● YOUR GOAL: Find each line in the rows below that contains the string "ornament" and copy it out. Case matters.

● SUPPLIED MATERIAL:

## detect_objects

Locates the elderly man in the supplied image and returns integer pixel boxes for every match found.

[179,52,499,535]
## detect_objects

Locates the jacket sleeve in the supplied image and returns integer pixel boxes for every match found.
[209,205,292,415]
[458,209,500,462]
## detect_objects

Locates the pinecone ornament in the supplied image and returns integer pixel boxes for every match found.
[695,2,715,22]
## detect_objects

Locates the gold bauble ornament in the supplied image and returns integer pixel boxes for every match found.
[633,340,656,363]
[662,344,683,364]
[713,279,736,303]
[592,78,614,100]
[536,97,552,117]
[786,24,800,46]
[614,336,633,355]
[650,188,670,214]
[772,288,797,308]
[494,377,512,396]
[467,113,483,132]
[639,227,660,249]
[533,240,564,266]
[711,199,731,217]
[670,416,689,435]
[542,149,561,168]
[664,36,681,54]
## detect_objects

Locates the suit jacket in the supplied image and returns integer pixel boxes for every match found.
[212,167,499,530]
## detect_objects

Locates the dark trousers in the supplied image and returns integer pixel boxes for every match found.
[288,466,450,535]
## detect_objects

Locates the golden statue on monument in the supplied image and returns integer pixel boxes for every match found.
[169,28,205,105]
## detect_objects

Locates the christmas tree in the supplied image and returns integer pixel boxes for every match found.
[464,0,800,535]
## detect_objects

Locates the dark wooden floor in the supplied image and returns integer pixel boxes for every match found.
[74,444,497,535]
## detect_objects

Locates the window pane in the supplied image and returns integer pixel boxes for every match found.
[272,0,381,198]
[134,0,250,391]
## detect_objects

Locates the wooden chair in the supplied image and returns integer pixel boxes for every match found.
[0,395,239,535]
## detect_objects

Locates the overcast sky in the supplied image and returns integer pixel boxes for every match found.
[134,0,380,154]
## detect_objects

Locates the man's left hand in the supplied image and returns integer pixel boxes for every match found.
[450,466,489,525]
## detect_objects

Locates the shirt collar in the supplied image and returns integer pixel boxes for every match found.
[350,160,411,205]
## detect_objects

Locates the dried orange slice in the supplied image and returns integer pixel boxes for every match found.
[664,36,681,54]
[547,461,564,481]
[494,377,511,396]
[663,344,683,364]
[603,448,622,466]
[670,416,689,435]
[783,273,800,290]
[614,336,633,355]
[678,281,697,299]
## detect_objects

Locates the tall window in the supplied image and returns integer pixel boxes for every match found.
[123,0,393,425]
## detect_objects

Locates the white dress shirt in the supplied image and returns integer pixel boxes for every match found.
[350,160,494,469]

● WRITTEN RESPONSE:
Locates the pinecone ornament in the supplied image and returns integer pixel boxes for every match found.
Locates the gold bauble ornament in the supplied image and returns integer pixel boxes for every match found.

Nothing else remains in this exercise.